▸ **SET EXERCISE**: Reproduce the entries below word for word, leaving out the pictures.

▸ **EXERCISE INPUTS**:
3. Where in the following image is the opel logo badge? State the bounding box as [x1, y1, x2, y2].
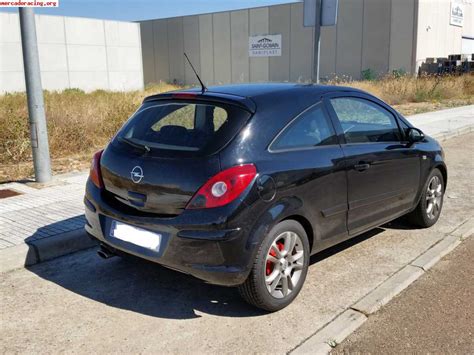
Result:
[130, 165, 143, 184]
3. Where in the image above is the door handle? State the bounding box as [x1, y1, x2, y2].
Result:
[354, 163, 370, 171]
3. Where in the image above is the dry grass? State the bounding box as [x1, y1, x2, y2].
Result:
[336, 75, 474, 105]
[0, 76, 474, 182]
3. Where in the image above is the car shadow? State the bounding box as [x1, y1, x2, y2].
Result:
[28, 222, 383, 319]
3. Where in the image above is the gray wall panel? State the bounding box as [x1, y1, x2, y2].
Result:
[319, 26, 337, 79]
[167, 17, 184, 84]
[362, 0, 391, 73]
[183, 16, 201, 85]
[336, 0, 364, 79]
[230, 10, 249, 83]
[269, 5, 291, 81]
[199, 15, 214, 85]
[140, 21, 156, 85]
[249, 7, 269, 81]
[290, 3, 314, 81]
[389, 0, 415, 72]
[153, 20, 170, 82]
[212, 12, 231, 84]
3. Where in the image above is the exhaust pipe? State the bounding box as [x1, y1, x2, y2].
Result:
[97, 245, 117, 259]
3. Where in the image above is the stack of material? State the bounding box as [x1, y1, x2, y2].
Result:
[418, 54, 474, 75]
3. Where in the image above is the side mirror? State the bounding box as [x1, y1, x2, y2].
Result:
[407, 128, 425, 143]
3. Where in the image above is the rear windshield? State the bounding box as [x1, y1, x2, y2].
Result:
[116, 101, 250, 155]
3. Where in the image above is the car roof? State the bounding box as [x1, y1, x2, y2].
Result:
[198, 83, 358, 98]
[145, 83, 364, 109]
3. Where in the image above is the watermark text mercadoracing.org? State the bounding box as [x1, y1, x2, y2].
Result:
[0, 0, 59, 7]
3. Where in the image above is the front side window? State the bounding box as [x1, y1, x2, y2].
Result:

▸ **THE REPLY**:
3. Where in the following image is the opel logo badge? State the bounding box as [x1, y1, x2, y2].
Result:
[130, 165, 143, 184]
3. Where in the image above is the door handle? State the bounding box as [x1, y1, x2, y2].
Result:
[354, 163, 370, 171]
3. Where in the image above is the dry grass? State the bounding box as [x1, y1, x2, y2].
Result:
[336, 75, 474, 105]
[0, 76, 474, 182]
3. Where in the image above is the car shadow? State the bounding box as [x1, y1, x2, y2].
Result:
[28, 222, 383, 319]
3. Where in the image above is the gray wall panel? State the bounding box as [x1, y1, x2, y2].
Result:
[319, 26, 337, 79]
[167, 17, 184, 84]
[362, 0, 391, 73]
[183, 16, 201, 85]
[336, 0, 364, 79]
[230, 10, 249, 83]
[269, 5, 291, 81]
[199, 15, 214, 85]
[140, 21, 156, 85]
[249, 7, 269, 81]
[290, 3, 314, 81]
[389, 0, 415, 72]
[153, 20, 170, 82]
[212, 12, 231, 84]
3. Where in the image above is the exhaust pipe? State the bounding box as [x1, y1, x2, y2].
Result:
[97, 245, 117, 259]
3. Where in the image above is the stack of material? State the bounding box as [x1, y1, x2, y2].
Result:
[418, 54, 474, 75]
3. Where in the image above is the side mirror? State the bounding box as [x1, y1, x2, y2].
Result:
[407, 128, 425, 143]
3. Where in the image above is the rear windshield? State the bounding box as [x1, y1, x2, y2].
Result:
[116, 101, 250, 155]
3. Where in the image above is the car roof? State the bounding box as [x1, y1, x2, y2].
Result:
[198, 83, 358, 98]
[145, 83, 364, 109]
3. Where in the image above is the watermark text mercadoracing.org? State the bounding box as [x1, y1, x2, y2].
Result:
[0, 0, 59, 7]
3. Where in the image above is the front side window? State the bounding box as [x1, y1, x2, y2].
Result:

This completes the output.